[Dataset records about object locations]
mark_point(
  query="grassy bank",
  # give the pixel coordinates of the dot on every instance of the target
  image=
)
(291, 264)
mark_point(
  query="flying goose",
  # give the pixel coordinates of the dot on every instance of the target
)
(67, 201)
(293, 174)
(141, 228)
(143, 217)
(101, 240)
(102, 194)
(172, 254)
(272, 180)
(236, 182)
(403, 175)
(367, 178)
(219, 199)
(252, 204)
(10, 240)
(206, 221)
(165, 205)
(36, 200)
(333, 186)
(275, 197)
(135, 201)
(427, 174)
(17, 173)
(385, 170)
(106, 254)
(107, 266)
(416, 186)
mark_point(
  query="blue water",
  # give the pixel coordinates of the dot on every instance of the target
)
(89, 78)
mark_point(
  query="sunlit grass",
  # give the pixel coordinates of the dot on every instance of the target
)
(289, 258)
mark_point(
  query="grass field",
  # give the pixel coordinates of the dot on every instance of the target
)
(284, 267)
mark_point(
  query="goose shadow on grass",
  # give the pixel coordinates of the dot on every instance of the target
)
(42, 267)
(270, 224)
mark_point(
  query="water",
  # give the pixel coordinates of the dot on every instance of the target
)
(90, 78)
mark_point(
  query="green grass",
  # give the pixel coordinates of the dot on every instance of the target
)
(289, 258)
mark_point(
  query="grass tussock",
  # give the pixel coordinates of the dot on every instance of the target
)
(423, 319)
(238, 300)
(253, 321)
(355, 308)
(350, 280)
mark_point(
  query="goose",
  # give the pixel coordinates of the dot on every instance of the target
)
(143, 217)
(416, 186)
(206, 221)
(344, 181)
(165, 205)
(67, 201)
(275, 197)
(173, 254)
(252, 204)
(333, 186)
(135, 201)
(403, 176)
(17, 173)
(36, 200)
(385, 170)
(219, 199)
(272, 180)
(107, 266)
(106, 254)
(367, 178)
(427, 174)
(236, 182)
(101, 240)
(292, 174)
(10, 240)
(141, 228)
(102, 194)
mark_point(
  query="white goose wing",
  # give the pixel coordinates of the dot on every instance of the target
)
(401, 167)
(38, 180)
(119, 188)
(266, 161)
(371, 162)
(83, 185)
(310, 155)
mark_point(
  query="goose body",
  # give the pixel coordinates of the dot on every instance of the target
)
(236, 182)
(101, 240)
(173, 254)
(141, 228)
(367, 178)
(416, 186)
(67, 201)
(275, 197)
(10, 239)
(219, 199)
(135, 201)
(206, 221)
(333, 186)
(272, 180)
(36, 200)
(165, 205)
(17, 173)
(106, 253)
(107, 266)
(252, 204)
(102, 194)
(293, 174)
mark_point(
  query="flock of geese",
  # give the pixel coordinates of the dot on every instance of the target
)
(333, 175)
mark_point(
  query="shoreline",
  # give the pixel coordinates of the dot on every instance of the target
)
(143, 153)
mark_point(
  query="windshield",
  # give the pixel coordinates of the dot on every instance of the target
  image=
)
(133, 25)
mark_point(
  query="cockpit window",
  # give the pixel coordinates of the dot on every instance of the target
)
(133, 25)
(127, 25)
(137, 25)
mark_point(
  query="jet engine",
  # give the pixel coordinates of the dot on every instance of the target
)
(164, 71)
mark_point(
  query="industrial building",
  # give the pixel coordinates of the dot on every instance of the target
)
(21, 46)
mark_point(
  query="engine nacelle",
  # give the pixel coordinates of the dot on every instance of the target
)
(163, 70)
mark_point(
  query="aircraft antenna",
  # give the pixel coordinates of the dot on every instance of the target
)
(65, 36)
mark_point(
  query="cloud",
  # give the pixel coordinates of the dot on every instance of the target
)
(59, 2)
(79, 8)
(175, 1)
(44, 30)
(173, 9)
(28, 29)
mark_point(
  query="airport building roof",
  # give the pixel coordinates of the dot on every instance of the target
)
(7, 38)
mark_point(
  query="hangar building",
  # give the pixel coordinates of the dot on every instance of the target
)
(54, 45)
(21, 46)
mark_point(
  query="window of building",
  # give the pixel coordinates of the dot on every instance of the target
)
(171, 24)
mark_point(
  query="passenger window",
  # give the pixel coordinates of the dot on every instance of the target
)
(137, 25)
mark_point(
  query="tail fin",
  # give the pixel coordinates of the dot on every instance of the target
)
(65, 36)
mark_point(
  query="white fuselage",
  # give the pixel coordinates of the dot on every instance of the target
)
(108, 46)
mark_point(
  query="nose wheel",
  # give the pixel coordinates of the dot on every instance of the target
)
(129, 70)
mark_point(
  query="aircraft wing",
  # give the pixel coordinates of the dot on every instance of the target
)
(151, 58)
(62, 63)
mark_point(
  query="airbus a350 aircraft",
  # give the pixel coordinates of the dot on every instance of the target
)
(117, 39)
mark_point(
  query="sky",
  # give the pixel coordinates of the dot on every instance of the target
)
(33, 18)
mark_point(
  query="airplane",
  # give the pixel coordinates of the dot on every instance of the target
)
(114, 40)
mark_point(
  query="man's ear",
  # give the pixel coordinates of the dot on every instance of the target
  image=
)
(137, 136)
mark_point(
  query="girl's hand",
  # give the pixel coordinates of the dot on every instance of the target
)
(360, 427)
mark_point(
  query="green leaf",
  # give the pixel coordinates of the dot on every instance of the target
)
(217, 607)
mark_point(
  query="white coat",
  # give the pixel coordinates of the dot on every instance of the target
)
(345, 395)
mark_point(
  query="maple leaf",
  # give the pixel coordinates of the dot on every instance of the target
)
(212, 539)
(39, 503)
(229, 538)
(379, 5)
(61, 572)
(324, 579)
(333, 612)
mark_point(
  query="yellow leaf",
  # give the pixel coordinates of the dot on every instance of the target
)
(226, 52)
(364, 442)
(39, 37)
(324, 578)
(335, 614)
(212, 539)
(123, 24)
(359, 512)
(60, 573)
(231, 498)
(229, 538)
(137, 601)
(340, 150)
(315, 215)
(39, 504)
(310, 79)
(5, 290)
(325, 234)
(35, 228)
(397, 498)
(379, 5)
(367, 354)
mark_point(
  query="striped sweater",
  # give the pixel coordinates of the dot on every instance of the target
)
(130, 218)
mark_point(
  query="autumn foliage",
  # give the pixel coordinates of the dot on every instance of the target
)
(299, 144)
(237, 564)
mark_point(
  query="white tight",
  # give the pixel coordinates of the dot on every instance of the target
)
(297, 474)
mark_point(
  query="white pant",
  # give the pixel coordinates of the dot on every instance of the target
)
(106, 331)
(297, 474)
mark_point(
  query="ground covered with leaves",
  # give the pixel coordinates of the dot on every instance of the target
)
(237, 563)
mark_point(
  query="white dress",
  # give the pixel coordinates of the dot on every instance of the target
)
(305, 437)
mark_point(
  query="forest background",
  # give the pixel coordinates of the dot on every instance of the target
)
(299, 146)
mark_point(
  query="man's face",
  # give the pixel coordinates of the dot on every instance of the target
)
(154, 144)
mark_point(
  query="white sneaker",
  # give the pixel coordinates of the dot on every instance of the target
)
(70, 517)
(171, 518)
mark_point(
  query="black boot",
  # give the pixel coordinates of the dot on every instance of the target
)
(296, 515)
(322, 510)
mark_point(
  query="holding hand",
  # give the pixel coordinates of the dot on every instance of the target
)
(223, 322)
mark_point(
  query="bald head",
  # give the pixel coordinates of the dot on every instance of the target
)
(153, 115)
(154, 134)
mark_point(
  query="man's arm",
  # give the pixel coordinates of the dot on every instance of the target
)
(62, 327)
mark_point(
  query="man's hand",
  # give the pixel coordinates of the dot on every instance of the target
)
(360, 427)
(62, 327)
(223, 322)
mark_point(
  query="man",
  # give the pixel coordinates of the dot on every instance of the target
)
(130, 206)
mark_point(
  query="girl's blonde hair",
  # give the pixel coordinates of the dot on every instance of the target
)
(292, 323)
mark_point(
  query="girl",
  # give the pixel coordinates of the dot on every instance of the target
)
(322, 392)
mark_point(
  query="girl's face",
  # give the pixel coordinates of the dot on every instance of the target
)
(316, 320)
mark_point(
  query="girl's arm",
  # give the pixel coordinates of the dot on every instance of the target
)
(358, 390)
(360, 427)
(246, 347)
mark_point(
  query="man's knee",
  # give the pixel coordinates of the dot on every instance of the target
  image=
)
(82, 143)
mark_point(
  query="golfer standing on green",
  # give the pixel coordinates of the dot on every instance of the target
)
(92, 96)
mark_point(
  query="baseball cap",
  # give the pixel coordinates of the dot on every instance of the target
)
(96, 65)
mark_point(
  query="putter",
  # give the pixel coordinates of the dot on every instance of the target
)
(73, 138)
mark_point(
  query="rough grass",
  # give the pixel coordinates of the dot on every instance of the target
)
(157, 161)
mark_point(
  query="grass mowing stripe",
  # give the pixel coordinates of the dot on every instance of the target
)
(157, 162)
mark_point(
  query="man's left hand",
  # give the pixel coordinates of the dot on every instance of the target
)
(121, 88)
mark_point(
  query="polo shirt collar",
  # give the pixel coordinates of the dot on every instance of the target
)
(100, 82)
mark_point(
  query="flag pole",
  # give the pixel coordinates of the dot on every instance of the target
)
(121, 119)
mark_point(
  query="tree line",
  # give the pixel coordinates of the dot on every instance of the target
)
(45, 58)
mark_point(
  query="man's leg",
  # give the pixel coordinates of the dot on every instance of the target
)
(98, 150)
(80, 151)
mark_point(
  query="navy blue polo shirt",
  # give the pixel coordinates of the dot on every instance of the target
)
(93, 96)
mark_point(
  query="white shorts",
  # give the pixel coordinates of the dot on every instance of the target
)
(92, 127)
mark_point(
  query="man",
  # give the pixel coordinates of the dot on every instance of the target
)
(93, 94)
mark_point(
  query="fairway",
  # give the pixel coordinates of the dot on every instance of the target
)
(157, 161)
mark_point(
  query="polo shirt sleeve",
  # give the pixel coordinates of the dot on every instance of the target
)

Task directions
Count the lines above that contain the string "engine", and reply with that number alone.

Solution to this problem
2